▸ **Given passage**

And finally, let’s talk about the peskiest word in the world of communication… BUT.
No word in the English language (and probably all other languages) triggers defensiveness faster than the word “but.”
“But” is a signal that negativity is about to follow:
- Your presentation was great, but…
- I was going to invite you to be on this team, but…
- I loved your proposal, but…
- That style looks pretty on you, but…
It’s possible to avoid using the word “but” in many circumstances. In some cases, just stop talking after the first phrase. You may WANT to add the negative phrase, but do you really NEED to add it? Are you really the person responsible for sharing that bit of negativity? And is that negative point fact or just your own opinion? Sometimes we offer opinions because WE want to, not because they need to be heard.
Another way to avoid using the word “but” is to choose your timing. You may very well have feedback to give on that presentation, and you might indeed be the appropriate person to deliver it. But does it REALLY need to be delivered in the same sentence as when you say the presentation was great?
My friend is a master at timing, particularly when it comes to her appropriate and selective use of the word “but.” Instead of saying stuff to her husband like “Those meatballs were great but next time use more cheese,” she says, “those meatballs were great” and then later, even days later, she says “I’ve been thinking about those delicious meatballs you made. Next time, can we try them with a little more cheese in the recipe and see what that does?”
It’s pretty brilliant. It shows her husband that she’s savoring them even days later, and that she loves his cooking enough to make requests and get him to experiment with recipes. She’s happy, he’s happy. No buts.
In some cases, the simple trick of replacing “but” with “and” is effective. Like, “your presentation was great and if you practice making more eye contact with the audience it will be even better!” See a few more of these “simply replace or drop the triggering word” tips here.
Overall, trigger phrases that sabotage effective communication are extremely common and frequently used. They’re phrases you hear – and likely use – all the time. But just because they’re used, it doesn’t mean they work. So, be aware of situations when you need to communicate effectively and try to avoid these phrases if you can. You’ll get a better result.

▸ **Given records**
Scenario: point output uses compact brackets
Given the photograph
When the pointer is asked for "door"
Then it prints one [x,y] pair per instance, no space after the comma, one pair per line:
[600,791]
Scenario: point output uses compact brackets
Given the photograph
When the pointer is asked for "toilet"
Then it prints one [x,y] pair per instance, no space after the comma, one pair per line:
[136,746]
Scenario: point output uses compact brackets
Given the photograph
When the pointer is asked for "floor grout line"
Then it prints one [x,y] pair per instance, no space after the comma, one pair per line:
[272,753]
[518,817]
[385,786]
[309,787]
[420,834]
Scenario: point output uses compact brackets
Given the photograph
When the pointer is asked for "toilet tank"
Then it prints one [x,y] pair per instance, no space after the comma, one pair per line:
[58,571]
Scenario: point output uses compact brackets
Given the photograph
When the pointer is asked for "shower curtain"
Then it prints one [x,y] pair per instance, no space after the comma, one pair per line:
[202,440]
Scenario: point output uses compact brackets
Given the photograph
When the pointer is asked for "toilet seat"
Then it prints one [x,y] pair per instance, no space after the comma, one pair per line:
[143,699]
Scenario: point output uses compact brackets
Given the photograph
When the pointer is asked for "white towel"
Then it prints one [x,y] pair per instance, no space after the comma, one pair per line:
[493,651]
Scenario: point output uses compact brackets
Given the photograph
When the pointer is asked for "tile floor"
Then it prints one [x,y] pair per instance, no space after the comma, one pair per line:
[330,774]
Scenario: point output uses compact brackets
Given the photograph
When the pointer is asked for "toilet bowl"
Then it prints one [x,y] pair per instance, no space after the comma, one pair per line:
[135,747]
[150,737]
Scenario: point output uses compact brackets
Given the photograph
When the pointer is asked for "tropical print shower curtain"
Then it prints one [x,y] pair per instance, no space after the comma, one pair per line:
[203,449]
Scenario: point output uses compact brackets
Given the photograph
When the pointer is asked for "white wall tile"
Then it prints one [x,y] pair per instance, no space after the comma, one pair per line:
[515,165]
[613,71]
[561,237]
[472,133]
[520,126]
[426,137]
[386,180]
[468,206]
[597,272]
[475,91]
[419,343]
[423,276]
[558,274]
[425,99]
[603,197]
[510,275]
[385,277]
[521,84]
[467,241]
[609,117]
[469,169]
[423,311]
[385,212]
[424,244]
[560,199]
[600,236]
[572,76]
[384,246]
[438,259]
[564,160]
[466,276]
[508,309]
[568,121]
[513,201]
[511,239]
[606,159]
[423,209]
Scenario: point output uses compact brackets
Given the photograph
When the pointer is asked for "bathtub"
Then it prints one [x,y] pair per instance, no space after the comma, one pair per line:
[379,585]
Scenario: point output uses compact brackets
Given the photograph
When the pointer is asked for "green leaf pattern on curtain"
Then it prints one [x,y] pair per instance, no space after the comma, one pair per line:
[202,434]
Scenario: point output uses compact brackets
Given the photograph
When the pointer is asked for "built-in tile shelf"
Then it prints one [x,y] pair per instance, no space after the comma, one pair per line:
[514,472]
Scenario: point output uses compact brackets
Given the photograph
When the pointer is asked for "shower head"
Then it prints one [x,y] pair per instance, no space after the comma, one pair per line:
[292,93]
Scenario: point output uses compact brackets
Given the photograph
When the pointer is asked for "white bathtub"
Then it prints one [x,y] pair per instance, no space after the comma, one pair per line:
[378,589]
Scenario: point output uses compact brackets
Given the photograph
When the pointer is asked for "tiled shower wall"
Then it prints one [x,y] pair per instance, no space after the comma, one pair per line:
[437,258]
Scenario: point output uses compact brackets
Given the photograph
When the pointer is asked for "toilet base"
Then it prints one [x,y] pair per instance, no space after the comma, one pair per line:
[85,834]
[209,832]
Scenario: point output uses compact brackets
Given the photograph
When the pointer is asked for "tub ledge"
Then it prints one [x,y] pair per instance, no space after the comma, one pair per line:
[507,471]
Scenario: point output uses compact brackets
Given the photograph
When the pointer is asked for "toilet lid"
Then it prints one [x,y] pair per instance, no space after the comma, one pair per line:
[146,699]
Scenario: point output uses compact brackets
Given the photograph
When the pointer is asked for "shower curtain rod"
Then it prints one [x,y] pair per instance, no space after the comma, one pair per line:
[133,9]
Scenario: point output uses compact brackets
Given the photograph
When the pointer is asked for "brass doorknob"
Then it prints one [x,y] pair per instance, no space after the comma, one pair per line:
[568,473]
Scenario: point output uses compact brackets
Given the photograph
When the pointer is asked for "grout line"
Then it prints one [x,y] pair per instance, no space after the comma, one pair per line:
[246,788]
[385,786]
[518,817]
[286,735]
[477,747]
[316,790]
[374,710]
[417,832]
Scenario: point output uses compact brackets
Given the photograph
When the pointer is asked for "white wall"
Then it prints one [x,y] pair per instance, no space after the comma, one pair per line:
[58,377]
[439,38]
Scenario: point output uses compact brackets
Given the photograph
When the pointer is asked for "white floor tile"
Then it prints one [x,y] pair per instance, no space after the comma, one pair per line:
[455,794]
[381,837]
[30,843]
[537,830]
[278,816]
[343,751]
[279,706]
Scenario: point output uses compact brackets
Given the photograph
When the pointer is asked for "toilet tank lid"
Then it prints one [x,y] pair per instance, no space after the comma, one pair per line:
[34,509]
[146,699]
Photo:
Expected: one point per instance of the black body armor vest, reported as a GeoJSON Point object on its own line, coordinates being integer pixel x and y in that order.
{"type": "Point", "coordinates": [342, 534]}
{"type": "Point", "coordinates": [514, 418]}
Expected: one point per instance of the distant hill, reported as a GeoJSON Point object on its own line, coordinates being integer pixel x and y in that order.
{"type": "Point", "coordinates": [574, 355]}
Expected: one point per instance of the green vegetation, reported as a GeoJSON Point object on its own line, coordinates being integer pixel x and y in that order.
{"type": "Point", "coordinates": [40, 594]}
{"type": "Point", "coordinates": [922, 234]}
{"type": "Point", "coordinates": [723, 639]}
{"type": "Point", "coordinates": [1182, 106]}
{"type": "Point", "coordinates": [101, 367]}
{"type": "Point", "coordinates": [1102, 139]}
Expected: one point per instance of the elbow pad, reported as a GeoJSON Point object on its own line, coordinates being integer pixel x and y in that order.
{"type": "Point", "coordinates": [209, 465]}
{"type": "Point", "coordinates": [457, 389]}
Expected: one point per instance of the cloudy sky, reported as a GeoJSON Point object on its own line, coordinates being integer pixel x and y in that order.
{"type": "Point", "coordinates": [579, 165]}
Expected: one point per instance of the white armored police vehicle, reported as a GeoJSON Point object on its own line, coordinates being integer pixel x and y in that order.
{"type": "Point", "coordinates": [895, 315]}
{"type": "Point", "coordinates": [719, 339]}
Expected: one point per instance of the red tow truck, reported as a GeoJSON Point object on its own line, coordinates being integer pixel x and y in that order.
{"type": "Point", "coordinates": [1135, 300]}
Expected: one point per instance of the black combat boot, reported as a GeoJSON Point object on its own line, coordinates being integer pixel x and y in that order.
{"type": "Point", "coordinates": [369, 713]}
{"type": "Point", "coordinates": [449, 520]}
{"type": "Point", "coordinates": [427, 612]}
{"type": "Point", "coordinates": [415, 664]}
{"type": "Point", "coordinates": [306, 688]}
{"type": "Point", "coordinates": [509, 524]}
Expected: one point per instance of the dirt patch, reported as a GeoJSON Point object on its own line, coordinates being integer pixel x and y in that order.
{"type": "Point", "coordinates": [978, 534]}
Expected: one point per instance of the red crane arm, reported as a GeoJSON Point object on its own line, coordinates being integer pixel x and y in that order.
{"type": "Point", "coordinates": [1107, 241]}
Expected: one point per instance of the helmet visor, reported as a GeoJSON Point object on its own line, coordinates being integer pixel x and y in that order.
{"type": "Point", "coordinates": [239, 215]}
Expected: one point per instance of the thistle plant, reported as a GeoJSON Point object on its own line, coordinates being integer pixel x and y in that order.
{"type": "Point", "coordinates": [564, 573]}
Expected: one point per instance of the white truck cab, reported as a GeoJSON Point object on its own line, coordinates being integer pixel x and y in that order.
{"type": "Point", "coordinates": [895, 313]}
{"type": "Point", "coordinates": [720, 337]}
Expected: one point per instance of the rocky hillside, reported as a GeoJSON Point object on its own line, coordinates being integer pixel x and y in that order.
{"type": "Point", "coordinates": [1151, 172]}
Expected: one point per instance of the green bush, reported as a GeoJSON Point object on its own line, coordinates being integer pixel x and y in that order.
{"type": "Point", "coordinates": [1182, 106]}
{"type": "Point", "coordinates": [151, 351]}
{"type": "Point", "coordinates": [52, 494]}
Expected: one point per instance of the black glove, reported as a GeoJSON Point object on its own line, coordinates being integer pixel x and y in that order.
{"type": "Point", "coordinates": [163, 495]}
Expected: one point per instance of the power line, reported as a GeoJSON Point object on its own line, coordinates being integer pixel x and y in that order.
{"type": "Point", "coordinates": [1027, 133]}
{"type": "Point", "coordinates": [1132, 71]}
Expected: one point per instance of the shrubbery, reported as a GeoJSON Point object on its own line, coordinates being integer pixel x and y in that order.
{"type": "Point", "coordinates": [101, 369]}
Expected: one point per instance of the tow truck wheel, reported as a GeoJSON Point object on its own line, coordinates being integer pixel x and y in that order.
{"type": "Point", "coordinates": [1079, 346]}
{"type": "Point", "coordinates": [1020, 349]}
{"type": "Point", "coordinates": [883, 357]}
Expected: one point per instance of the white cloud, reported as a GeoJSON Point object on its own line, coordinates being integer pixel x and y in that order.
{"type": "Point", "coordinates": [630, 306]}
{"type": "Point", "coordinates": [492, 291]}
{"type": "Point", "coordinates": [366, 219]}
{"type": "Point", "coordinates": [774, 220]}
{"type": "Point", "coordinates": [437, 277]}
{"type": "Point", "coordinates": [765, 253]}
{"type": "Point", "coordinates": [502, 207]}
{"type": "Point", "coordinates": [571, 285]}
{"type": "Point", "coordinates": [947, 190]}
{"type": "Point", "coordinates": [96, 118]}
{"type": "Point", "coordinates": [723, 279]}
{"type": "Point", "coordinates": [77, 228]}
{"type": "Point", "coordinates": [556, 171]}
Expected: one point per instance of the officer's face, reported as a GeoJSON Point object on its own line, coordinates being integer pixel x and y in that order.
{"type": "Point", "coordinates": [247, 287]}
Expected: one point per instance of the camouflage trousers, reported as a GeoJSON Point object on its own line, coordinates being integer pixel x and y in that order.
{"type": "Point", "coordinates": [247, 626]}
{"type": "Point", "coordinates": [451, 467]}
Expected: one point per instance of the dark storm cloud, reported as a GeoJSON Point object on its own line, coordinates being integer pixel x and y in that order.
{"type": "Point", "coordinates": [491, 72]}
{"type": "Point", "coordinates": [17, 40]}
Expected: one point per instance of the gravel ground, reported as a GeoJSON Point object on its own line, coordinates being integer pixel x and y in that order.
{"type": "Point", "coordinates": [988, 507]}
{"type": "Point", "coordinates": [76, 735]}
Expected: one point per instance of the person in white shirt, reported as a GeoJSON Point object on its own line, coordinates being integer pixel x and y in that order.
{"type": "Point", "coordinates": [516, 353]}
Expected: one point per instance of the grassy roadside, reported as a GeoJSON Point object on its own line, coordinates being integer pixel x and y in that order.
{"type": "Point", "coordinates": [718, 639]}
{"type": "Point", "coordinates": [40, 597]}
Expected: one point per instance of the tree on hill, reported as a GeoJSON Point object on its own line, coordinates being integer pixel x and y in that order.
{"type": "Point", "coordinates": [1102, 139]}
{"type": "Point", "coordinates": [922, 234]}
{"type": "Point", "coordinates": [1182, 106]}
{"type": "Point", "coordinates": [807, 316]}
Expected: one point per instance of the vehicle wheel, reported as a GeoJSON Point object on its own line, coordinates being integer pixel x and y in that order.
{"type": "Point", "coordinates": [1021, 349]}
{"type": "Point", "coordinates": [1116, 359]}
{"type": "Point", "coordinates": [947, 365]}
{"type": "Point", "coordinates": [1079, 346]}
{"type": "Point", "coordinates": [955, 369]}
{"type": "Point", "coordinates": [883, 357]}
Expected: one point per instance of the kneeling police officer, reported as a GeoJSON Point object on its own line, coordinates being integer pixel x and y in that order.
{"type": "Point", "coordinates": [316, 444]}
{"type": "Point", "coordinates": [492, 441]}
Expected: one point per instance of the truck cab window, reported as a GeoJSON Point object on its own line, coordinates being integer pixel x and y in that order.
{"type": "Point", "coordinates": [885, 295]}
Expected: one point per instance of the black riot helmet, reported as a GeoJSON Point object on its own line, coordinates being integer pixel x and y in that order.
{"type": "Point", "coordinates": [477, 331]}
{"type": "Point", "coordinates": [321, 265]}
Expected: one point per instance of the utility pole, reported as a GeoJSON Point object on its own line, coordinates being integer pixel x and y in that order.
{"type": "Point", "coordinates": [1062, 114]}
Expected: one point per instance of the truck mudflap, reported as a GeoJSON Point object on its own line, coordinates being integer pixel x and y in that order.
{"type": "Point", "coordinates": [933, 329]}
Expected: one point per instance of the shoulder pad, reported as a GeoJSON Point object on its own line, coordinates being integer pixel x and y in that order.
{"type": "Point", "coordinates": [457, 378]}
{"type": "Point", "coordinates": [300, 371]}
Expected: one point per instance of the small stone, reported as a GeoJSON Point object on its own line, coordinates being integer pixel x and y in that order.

▸ **Exercise set**
A: In the passage on the word "but," rewrite the text from "Overall, trigger phrases" up to and including "a better result.", replacing "sabotage" with "undermine".
B: According to the passage on the word "but," why is the friend's way of giving feedback about the meatballs effective? Answer in one to three sentences.
C: List the example phrases in the passage on the word "but" that show how "but" signals that negativity is about to follow.

▸ **Exercise solutions**
A:
Overall, trigger phrases that undermine effective communication are extremely common and frequently used. They’re phrases you hear – and likely use – all the time. But just because they’re used, it doesn’t mean they work. So, be aware of situations when you need to communicate effectively and try to avoid these phrases if you can. You’ll get a better result.

B: Her approach shows her husband that she is still savoring the meatballs days later. It also shows that she loves his cooking enough to make requests and have him experiment with recipes, so both of them are happy.

C:
- Your presentation was great, but…
- I was going to invite you to be on this team, but…
- I loved your proposal, but…
- That style looks pretty on you, but…